### Directions for this task
Filter the data for "green" and copy matching lines.

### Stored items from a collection

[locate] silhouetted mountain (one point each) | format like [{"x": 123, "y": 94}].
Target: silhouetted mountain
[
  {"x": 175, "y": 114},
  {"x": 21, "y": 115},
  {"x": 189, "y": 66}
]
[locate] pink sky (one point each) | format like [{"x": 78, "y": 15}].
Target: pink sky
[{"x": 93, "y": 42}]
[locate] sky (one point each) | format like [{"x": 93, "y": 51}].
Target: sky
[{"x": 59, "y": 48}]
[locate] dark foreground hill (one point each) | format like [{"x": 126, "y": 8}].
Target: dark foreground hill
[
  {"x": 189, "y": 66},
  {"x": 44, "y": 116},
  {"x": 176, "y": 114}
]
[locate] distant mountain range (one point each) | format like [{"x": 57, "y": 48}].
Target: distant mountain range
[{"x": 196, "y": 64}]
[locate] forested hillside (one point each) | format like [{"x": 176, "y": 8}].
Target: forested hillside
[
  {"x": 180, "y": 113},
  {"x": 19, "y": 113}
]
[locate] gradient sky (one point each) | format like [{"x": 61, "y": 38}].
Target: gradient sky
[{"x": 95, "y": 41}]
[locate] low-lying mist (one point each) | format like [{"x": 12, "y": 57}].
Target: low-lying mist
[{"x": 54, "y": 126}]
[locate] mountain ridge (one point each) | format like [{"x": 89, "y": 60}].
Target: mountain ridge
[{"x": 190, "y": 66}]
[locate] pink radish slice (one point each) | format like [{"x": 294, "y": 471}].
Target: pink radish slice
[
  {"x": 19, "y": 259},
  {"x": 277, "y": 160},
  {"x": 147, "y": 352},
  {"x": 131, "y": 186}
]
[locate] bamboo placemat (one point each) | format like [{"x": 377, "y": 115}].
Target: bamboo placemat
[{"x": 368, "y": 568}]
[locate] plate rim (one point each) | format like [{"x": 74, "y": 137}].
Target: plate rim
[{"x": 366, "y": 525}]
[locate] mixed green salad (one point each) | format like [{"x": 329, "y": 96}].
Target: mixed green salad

### Answer section
[locate] mixed green salad (one point each) | format like [{"x": 329, "y": 96}].
Target: mixed green salad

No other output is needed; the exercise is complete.